(SOURCE)
◆ ◆ ◆ ◆ ◆ ◆ ◆

Duplication is an often-discussed topic in programming.
Sadly, much of the popular advice on duplication, such as the rule of three and the refrain duplication is cheaper than the wrong abstraction, treats duplication in an oversimplified way that doesn’t stand up to the nuanced reality of the issue.
In this post I’ll show what duplication is, why it’s such a surprisingly complicated issue, why the popular advice is dubious, and what can be done to address duplication.
We’ll start with a definition of duplication.
What duplication is
We could imagine that duplication could be defined as a piece of code that appears in two or more places. Indeed, this sounds like a very reasonable and accurate definition. But it’s actually wrong.
Here’s what duplication really is. Duplication is when there’s a single behavior that’s specified in two or more places.
Just because two identical pieces of code are present doesn’t necessarily mean duplication exists. And just because there are no two identical pieces of code present doesn’t mean there’s no duplication.
Two pieces of code could happen to be identical, but if they actually serve different purposes and lead separate lives, then they don’t represent the same behavior, and they don’t constitute duplication. To “DRY up” these identical-looking pieces of code would create new problems, like handcuffing two people together who need to walk in two different directions.

◆ ◆ ◆ ◆ ◆ ◆ ◆

(ENTRIES SUPPLIED)
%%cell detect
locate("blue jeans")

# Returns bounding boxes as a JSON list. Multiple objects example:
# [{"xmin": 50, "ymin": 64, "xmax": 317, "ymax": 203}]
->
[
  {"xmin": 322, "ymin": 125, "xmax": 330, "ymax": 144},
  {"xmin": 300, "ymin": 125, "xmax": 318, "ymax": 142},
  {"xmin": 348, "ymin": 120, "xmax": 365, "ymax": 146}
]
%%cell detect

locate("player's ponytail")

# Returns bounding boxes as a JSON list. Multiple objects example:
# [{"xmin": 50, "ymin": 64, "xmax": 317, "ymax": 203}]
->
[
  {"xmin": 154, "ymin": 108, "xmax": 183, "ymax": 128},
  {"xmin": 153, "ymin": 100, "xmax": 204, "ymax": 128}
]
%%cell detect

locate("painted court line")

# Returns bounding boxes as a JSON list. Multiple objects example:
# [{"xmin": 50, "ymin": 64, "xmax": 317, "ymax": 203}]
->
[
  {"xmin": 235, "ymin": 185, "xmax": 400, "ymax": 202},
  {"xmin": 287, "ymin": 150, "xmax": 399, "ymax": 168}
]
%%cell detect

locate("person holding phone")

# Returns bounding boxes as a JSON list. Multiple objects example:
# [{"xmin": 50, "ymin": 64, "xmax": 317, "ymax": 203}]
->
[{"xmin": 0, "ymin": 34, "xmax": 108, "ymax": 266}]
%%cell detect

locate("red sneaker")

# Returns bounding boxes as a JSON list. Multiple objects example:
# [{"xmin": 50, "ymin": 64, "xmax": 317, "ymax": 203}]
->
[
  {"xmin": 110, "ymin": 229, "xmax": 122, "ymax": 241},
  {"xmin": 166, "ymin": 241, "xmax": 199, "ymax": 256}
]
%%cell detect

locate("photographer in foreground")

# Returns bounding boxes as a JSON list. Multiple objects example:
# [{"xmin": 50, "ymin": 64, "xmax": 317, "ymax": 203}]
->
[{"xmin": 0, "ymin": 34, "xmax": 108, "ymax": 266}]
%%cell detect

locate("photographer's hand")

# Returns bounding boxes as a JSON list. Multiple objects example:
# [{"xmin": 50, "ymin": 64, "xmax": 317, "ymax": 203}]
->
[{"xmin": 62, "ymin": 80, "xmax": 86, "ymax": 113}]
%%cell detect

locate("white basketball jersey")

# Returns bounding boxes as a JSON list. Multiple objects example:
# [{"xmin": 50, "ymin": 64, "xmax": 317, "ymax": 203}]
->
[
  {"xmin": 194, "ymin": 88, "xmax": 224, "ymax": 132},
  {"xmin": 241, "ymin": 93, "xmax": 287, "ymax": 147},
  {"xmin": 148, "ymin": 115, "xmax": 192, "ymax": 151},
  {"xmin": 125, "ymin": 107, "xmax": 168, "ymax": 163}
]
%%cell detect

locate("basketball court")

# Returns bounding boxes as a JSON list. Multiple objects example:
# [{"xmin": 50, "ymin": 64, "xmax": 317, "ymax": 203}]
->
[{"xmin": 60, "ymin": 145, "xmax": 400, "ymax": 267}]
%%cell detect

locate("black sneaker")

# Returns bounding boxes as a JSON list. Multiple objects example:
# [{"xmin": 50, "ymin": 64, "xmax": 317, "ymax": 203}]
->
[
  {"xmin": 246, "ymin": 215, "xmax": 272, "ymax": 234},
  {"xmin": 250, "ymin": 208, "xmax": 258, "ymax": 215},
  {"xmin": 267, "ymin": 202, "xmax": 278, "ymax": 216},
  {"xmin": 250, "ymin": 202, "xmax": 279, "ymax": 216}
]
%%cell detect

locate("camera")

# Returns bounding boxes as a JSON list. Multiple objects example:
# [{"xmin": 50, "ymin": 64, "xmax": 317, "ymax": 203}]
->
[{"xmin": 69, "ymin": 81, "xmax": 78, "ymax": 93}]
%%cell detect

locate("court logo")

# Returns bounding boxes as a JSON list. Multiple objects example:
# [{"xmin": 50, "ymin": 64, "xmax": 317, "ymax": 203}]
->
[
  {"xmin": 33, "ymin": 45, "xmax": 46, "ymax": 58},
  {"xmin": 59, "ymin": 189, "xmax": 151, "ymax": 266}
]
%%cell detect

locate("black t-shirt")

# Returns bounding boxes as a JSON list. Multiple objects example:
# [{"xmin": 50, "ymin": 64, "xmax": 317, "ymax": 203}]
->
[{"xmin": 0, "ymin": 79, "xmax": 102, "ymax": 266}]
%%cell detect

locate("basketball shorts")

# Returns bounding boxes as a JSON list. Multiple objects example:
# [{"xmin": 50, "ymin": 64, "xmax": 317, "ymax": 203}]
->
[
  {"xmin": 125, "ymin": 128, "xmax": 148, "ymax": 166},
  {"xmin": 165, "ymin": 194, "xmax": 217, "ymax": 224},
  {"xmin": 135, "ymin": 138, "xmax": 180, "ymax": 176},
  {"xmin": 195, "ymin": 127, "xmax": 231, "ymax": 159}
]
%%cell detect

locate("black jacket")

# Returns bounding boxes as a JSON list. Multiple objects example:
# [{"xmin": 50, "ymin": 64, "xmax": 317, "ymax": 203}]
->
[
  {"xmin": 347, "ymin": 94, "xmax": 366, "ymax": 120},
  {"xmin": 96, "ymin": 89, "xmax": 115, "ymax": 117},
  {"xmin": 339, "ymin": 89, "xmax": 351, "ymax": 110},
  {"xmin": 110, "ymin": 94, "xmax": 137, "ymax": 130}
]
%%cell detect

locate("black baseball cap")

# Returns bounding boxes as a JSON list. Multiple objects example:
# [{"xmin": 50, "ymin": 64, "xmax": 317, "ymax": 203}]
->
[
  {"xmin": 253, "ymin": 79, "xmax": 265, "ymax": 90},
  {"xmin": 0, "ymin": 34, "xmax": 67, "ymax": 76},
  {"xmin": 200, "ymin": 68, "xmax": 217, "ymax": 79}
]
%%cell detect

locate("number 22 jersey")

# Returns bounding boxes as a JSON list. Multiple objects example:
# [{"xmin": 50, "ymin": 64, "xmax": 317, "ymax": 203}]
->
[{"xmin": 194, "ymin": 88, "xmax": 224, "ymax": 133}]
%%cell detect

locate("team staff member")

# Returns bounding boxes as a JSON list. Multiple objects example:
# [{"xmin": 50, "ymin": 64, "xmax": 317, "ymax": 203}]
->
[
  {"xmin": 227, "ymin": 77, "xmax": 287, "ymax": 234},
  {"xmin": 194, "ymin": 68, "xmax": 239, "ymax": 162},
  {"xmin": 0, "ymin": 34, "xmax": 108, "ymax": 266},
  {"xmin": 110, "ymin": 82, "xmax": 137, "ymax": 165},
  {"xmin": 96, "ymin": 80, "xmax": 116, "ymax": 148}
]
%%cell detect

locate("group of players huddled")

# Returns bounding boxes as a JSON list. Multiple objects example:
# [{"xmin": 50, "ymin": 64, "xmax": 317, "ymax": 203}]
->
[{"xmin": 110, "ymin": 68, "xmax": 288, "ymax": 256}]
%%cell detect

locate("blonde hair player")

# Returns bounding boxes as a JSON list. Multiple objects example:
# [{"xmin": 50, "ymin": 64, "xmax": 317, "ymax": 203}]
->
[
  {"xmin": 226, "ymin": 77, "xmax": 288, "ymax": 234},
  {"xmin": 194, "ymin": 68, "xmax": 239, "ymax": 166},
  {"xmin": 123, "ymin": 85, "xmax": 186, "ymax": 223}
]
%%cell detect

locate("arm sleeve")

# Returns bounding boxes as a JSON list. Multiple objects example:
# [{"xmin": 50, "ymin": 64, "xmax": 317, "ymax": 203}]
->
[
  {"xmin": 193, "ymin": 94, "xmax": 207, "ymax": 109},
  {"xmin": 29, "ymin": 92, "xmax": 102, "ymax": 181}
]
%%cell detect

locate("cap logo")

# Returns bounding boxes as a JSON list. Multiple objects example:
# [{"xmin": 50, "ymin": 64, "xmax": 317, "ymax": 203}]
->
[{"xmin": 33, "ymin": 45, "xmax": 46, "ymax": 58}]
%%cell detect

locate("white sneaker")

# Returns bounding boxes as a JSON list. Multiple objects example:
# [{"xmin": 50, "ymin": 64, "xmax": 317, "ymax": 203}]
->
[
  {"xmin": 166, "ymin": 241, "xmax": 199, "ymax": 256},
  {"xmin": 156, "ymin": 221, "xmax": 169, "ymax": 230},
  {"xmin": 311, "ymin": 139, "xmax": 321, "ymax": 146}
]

◆ ◆ ◆ ◆ ◆ ◆ ◆

(THE REQUEST) Reproduce word for word the passage of the duplication post above between "We’ll start with" and "there’s no duplication.", inclusive.

(FULL OUTPUT)
We’ll start with a definition of duplication.
What duplication is
We could imagine that duplication could be defined as a piece of code that appears in two or more places. Indeed, this sounds like a very reasonable and accurate definition. But it’s actually wrong.
Here’s what duplication really is. Duplication is when there’s a single behavior that’s specified in two or more places.
Just because two identical pieces of code are present doesn’t necessarily mean duplication exists. And just because there are no two identical pieces of code present doesn’t mean there’s no duplication.